▶ REQUEST
Count the lines in the entries below that contain the string "small". Reply with the number alone.

[Pointing and labeling entries]
/---

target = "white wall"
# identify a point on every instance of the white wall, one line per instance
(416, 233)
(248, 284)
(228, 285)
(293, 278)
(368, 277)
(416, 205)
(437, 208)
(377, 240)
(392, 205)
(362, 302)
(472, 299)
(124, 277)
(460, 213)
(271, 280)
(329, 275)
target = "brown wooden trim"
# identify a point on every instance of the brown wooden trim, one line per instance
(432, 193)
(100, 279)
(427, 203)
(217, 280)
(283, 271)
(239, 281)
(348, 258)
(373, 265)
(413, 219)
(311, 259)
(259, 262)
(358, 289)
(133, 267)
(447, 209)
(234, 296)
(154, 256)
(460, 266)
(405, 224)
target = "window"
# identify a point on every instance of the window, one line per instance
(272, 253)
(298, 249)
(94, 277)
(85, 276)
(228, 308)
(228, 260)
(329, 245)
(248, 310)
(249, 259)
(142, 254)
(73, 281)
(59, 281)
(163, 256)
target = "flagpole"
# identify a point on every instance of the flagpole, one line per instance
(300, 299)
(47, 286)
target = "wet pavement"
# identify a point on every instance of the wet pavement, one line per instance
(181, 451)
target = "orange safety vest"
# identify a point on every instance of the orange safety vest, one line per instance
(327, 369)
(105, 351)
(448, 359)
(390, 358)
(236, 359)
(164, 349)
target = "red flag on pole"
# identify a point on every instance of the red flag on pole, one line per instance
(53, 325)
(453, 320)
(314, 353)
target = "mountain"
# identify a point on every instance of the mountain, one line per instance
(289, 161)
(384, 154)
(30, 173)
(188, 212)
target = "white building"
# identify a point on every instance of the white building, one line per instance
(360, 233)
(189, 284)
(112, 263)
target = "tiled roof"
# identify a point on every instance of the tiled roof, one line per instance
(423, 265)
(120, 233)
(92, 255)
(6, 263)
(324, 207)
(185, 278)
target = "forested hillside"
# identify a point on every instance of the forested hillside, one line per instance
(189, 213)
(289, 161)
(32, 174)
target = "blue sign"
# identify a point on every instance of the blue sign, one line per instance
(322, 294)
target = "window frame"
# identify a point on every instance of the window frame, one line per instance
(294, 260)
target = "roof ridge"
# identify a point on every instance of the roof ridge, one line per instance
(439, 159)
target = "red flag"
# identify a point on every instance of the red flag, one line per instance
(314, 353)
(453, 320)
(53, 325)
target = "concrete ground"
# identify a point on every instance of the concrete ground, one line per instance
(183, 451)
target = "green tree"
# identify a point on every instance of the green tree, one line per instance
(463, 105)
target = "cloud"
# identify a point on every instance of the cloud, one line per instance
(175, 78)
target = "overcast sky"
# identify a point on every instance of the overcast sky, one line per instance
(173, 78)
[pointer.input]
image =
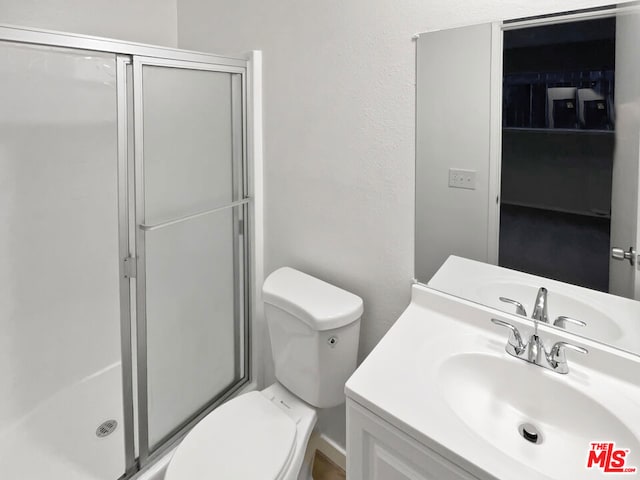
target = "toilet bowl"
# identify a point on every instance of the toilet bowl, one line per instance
(314, 329)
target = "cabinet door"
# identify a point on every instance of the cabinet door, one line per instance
(378, 451)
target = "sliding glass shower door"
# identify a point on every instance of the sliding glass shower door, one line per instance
(190, 242)
(123, 250)
(61, 387)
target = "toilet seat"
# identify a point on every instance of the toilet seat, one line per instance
(245, 439)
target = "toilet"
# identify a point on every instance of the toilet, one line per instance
(314, 329)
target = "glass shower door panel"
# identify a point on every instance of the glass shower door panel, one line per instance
(60, 358)
(188, 148)
(191, 319)
(191, 177)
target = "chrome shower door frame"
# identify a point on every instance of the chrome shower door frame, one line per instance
(137, 454)
(241, 246)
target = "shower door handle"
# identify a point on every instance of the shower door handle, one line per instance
(620, 254)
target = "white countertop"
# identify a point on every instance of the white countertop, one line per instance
(399, 382)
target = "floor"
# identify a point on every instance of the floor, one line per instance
(325, 469)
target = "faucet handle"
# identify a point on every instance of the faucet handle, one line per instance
(557, 358)
(562, 321)
(519, 307)
(515, 339)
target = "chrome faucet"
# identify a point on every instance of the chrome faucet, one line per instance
(534, 351)
(540, 311)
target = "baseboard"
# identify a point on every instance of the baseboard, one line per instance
(329, 448)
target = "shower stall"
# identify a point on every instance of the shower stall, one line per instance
(124, 250)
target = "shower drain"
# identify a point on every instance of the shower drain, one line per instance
(530, 433)
(106, 428)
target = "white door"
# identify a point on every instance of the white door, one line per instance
(623, 276)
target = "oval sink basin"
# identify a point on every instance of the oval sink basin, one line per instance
(493, 396)
(599, 324)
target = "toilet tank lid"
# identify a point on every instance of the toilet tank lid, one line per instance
(319, 304)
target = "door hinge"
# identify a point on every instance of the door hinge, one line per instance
(129, 267)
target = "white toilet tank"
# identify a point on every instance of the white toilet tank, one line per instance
(314, 329)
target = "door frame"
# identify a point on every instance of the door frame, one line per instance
(495, 151)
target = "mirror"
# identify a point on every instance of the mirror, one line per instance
(527, 165)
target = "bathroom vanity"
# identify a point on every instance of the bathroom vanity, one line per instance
(440, 398)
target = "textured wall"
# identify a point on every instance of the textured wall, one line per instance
(146, 21)
(339, 130)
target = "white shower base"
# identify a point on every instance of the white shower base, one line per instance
(57, 440)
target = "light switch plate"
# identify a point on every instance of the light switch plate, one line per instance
(459, 178)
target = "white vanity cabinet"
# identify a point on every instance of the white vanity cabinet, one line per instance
(376, 450)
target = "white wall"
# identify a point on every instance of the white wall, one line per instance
(146, 21)
(454, 82)
(339, 130)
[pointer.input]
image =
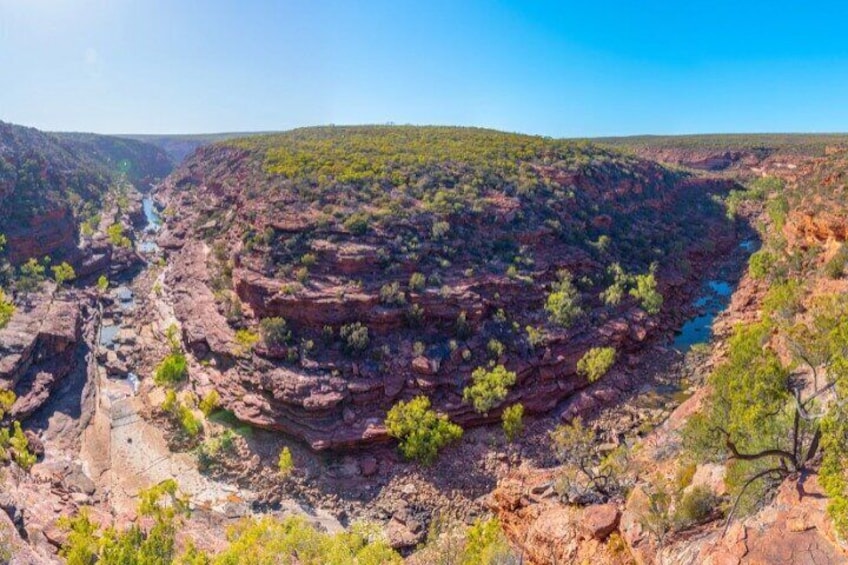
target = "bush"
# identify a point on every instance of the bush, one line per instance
(275, 332)
(392, 295)
(173, 369)
(420, 431)
(490, 388)
(695, 507)
(761, 264)
(63, 273)
(355, 337)
(417, 282)
(7, 309)
(285, 463)
(357, 223)
(117, 237)
(513, 421)
(835, 267)
(210, 402)
(646, 293)
(563, 303)
(596, 362)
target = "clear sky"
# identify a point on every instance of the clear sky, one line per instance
(562, 69)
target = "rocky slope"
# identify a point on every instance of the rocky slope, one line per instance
(50, 184)
(315, 225)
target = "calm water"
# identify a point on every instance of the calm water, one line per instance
(152, 215)
(715, 298)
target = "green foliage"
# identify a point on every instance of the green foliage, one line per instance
(245, 341)
(646, 293)
(513, 421)
(392, 295)
(489, 388)
(481, 543)
(115, 232)
(357, 223)
(285, 463)
(152, 544)
(421, 432)
(63, 273)
(596, 362)
(355, 337)
(586, 472)
(210, 402)
(835, 267)
(694, 507)
(30, 277)
(275, 332)
(172, 370)
(268, 541)
(7, 309)
(535, 336)
(563, 303)
(417, 282)
(761, 263)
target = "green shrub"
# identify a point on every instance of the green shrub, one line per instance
(596, 362)
(421, 432)
(275, 332)
(563, 303)
(695, 506)
(7, 309)
(285, 462)
(210, 402)
(63, 273)
(835, 267)
(392, 295)
(173, 369)
(646, 293)
(417, 282)
(115, 232)
(245, 341)
(30, 277)
(513, 421)
(761, 264)
(489, 388)
(357, 223)
(355, 337)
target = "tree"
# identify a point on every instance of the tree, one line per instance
(513, 423)
(63, 273)
(766, 420)
(172, 369)
(646, 292)
(285, 463)
(563, 303)
(420, 431)
(275, 332)
(587, 474)
(355, 337)
(30, 277)
(596, 362)
(7, 309)
(489, 388)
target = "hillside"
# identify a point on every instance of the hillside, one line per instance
(733, 153)
(403, 259)
(51, 183)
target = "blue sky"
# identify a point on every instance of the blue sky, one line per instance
(561, 69)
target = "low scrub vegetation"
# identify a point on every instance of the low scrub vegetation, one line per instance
(420, 431)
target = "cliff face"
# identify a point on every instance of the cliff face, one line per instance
(49, 183)
(485, 243)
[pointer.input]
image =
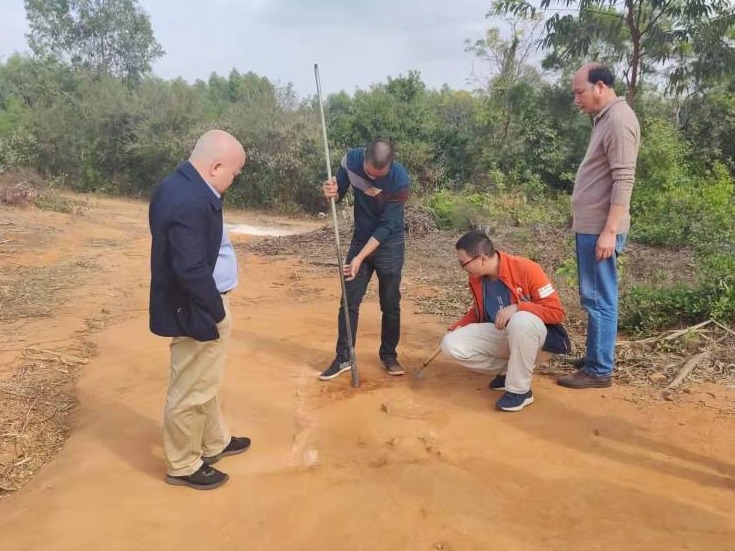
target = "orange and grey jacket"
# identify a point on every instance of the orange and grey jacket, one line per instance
(531, 289)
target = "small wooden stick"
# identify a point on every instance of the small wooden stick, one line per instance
(430, 359)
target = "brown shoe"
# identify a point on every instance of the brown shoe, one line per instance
(579, 379)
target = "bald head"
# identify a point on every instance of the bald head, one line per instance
(593, 88)
(218, 158)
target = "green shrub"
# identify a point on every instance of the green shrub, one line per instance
(649, 308)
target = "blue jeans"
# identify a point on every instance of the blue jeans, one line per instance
(598, 292)
(387, 263)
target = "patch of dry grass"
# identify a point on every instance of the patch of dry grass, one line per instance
(36, 399)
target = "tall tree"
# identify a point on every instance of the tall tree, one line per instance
(686, 38)
(111, 36)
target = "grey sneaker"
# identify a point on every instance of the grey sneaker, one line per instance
(335, 370)
(392, 366)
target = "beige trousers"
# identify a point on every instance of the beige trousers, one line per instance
(512, 351)
(192, 421)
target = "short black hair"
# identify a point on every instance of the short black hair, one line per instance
(600, 73)
(379, 154)
(476, 242)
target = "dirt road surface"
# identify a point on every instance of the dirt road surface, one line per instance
(400, 464)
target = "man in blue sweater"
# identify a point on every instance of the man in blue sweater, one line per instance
(380, 188)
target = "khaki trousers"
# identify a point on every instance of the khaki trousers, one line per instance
(512, 351)
(192, 421)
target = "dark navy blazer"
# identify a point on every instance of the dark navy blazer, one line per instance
(185, 219)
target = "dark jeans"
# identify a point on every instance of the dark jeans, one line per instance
(598, 291)
(387, 263)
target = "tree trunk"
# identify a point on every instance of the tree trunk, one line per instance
(635, 60)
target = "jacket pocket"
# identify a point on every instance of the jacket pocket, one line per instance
(196, 323)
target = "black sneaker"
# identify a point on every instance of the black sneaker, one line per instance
(206, 478)
(392, 366)
(498, 383)
(238, 444)
(514, 402)
(335, 370)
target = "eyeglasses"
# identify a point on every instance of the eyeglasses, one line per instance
(464, 264)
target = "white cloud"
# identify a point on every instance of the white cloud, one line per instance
(355, 43)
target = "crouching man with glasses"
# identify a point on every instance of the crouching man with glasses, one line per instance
(516, 314)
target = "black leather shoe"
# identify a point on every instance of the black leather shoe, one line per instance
(238, 444)
(392, 366)
(206, 478)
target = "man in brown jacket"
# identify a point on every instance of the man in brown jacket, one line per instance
(601, 212)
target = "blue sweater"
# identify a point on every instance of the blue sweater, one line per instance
(380, 216)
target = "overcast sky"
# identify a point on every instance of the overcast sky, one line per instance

\---

▶ WRITTEN ANSWER
2